TEXT PASSAGE =
::::
The 1992–93 FA Cup was the 112th season of the FA Cup, also known as The Football Association Challenge Cup. It was won by Arsenal, who beat Sheffield Wednesday 2–1 in the replay after a 1–1 draw in the final at the old Wembley Stadium. The goals were scored by Ian Wright and Andy Linighan, who scored in the 119th minute. This was the last FA Cup final to be decided by a replay before final replays were abolished in 1999.

First round proper

Birmingham City and Peterborough United from the Football League First Division entered in this round along with all the Football League Second and Third Division teams plus three non-league clubs were given byes to this round: Witton Albion, Wycombe Wanderers and Woking. Maidstone United was included despite the team withdrawing from the Third Division before the start of the season. The first round matches were played on the weekend beginning 14 November 1992.

Second round proper

The second round matches were played on the weekend beginning 5 December 1992.

Third round proper

Teams from the Premier League and First Division (except Birmingham and Peterborough) entered in this round. The third round matches were played on the weekend beginning 2 January 1993.

Fourth round proper

The fourth round matches were played on the weekend beginning 23 January 1993.

Fifth round proper

The fifth round matches were played on the weekend beginning 13 February 1993.

Sixth round proper

The sixth round matches were played on the weekend beginning 6 March 1993.

Blackburn Rovers, Premier League title contenders, lost on penalties to Premier League relegation battlers Sheffield United to end their double hopes, while Sheffield Wednesday moved closer to a second domestic cup final in the same season by triumphing at Derby County.

Arsenal defeated Ipswich Town 4–2 at Portman Road to move closer to a second domestic cup final, possibly another one with Sheffield Wednesday, and their first FA Cup triumph since 1979.
::::
Object detection data =
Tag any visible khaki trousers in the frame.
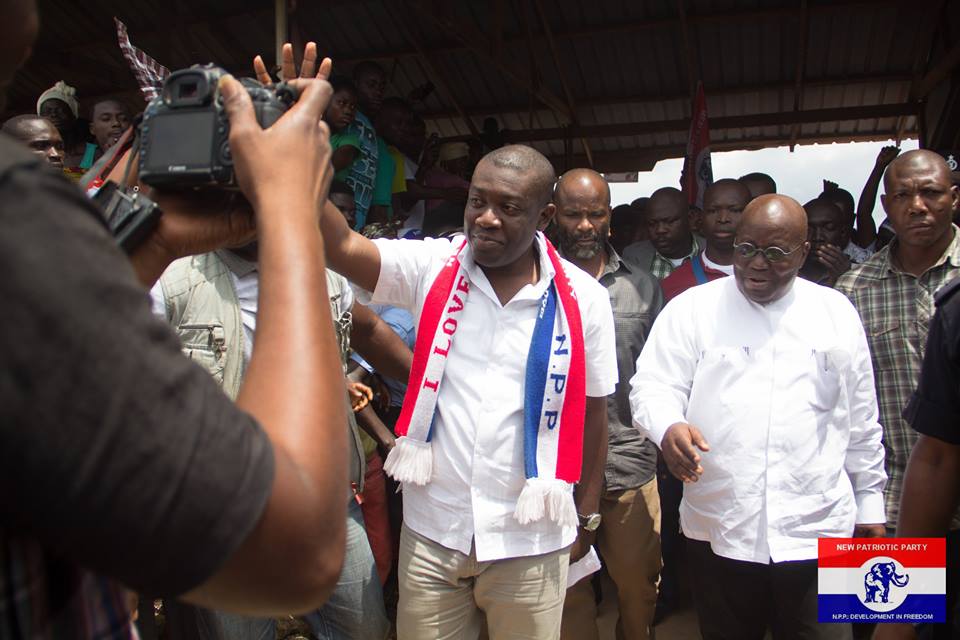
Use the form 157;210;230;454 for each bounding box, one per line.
560;478;660;640
397;525;570;640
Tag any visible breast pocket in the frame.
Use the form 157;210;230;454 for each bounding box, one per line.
690;347;757;412
810;349;850;411
866;322;919;374
177;323;226;384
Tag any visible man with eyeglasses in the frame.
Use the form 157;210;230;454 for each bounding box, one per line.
630;195;886;640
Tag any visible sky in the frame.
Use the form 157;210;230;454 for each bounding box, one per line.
610;140;917;225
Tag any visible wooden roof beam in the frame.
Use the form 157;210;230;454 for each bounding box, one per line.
677;0;700;100
790;0;810;151
436;103;916;146
327;0;902;64
421;73;912;119
533;0;593;168
409;0;573;122
548;131;916;173
910;42;960;100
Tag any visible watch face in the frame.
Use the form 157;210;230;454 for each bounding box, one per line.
583;513;600;531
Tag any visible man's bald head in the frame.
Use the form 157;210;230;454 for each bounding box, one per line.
553;169;610;208
733;194;810;304
646;187;693;260
3;114;63;169
553;169;612;268
480;144;557;207
880;149;960;251
737;193;807;248
883;149;953;193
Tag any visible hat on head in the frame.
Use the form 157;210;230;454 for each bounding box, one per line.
437;142;470;162
37;80;80;118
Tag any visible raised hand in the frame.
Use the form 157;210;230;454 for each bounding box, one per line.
660;422;710;482
877;145;900;168
220;76;333;216
253;42;333;84
815;244;850;286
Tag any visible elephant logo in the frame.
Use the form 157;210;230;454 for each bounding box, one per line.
863;561;910;603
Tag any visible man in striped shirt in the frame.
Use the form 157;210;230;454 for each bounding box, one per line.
836;150;960;529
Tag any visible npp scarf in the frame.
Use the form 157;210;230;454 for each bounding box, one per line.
383;233;586;526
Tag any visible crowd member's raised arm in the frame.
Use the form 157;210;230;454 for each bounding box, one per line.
853;145;900;247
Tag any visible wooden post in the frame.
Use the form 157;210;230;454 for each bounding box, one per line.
273;0;288;68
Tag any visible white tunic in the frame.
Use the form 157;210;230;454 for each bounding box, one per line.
630;278;886;563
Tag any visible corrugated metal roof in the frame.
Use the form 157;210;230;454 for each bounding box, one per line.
10;0;960;171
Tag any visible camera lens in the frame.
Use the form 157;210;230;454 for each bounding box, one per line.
178;82;197;99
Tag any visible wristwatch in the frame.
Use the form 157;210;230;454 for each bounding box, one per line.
577;513;601;531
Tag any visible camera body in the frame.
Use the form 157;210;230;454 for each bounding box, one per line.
140;64;297;188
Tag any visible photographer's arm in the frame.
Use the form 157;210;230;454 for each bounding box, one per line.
185;79;347;615
320;200;380;291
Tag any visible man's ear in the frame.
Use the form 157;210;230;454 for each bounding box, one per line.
537;202;557;231
687;206;703;234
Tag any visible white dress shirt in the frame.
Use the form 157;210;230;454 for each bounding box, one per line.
357;238;617;562
630;278;886;564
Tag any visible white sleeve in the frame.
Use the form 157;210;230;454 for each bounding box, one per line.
843;300;887;524
630;292;699;447
150;280;170;322
353;238;459;315
581;286;619;398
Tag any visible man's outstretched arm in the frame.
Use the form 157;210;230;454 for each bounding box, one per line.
320;200;380;291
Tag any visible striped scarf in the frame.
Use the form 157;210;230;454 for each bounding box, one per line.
384;234;586;526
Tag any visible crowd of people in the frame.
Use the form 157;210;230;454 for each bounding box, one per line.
0;0;960;640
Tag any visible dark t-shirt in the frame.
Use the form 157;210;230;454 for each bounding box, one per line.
0;136;274;600
903;278;960;445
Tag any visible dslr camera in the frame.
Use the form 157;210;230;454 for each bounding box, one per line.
140;64;297;188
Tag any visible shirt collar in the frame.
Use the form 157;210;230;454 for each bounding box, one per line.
654;233;700;264
880;224;960;278
451;231;556;304
217;249;257;278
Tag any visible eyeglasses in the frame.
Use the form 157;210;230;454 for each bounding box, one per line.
733;242;803;262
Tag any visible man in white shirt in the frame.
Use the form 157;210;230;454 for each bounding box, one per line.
630;195;886;640
322;146;617;640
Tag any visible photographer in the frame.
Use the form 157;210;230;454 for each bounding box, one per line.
0;0;347;638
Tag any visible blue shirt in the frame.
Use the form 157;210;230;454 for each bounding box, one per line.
346;111;379;231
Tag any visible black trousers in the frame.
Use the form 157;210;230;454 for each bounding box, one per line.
686;539;851;640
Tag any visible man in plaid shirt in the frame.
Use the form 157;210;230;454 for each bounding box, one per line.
623;187;703;280
836;150;960;530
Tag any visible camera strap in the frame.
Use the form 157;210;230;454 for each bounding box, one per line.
80;116;141;197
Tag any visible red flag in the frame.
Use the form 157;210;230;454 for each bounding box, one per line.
113;17;170;102
680;82;713;209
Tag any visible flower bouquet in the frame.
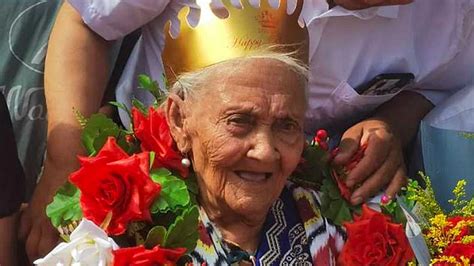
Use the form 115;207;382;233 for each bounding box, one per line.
35;72;474;265
34;76;199;265
292;130;474;265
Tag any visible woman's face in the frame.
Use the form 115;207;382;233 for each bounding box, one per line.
185;59;306;217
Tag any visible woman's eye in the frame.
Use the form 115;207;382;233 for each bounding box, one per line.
276;119;300;131
227;115;253;126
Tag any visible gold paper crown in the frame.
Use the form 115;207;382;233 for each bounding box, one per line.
163;0;308;80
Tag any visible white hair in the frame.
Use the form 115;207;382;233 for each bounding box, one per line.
169;49;308;103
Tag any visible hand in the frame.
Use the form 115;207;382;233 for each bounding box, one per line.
18;167;67;262
333;119;407;205
328;0;413;10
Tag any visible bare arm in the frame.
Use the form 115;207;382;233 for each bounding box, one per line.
20;1;113;260
0;213;18;265
334;91;433;204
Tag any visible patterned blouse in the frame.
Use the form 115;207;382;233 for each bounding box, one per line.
190;182;345;266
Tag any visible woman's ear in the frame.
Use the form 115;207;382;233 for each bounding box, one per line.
166;93;191;153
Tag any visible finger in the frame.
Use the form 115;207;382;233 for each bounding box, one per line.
346;134;392;187
333;131;362;165
385;165;408;199
351;151;400;205
18;208;31;243
25;225;41;262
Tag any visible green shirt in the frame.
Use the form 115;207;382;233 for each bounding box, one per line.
0;0;61;198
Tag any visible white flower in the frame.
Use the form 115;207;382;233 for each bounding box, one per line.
34;219;119;266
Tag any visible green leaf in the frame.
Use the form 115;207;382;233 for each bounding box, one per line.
145;225;167;249
150;168;190;213
164;206;199;252
184;174;199;195
81;114;120;155
46;182;82;227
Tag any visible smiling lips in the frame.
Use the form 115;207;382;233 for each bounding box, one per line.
235;171;272;182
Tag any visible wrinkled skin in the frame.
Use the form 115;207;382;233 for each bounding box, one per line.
168;59;306;249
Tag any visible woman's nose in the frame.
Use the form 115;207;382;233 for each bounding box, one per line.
247;132;280;163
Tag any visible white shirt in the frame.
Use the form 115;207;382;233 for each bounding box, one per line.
68;0;474;132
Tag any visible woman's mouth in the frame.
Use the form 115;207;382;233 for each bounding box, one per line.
235;171;272;182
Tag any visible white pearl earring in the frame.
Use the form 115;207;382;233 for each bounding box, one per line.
181;157;191;168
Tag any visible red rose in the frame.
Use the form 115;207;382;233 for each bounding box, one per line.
338;204;414;265
132;107;189;177
69;137;160;235
113;245;186;266
331;143;367;201
443;243;474;265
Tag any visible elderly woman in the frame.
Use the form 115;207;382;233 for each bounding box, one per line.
166;53;343;265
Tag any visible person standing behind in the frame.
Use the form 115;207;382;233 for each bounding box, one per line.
0;95;25;265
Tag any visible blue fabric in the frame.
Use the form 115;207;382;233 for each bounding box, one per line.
420;121;474;210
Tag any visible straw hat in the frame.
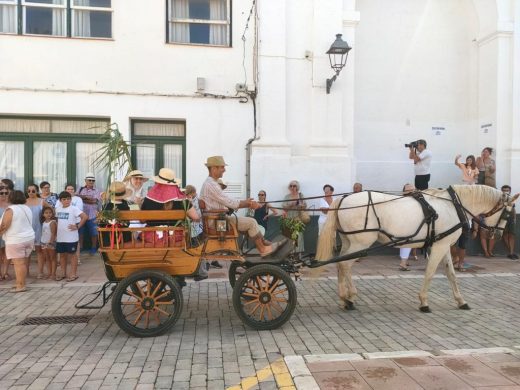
::::
EXERCISE TASK A = In the FA Cup text, condense the paragraph beginning "Birmingham City and Peterborough United" into a short bulleted list that keeps its main facts.
EXERCISE TASK B = According to the FA Cup text, on what weekend did the third round matches begin?
EXERCISE TASK C = Continue the text about the 1992–93 FA Cup from its last sentence.
The entries were taken from a separate source unrelated to the text.

EXERCISE ANSWER A =
- Birmingham City and Peterborough United of the First Division entered in the first round, along with all Second and Third Division teams.
- Three non-league clubs received byes to this round: Witton Albion, Wycombe Wanderers and Woking.
- Maidstone United was included even though it had withdrawn from the Third Division before the season began.
- First round matches were played on the weekend beginning 14 November 1992.

EXERCISE ANSWER B = The weekend beginning 2 January 1993.

EXERCISE ANSWER C =
Tottenham Hotspur beat Manchester City 4–2 at Maine Road to book a North London derby with Arsenal in the semi-final.  The match was suspended during the second half when a pitch invasion took place.

Semi-finals

The semi-final matches were played on the weekend beginning 3 April 1993.

Both semi-finals were derby matches, with Sheffield Wednesday and Sheffield United contesting the Steel City derby – which Wednesday won 2-1 – and Arsenal triumphing 1–0 over Tottenham in the North London derby.

Sheffield Wednesday advance to the FA Cup Final

Arsenal advance to the FA Cup Final

Final

The first final was held on 15 May at Wembley Stadium and finished 1–1, after extra time, with Arsenal winning the replay on 20 May, 2–1 also after extra-time. This made Arsenal the first side to win the FA Cup and League Cup in the same season, just weeks after they had beaten Sheffield Wednesday 2–1 in the League Cup final.

Replay

Media coverage
For the fifth consecutive season in the United Kingdom, the BBC were the free to air broadcasters while Sky Sports were the subscription broadcasters.

The matches shown live on the BBC were: Nottingham Forest vs Southampton (R3); Norwich City vs Tottenham Hotspur (R4); Sheffield United vs Manchester United (R5); Manchester City vs Tottenham Hotspur (QF); Arsenal vs Tottenham Hotspur (SF); and Sheffield Wednesday vs Arsenal in both the Final and its replay.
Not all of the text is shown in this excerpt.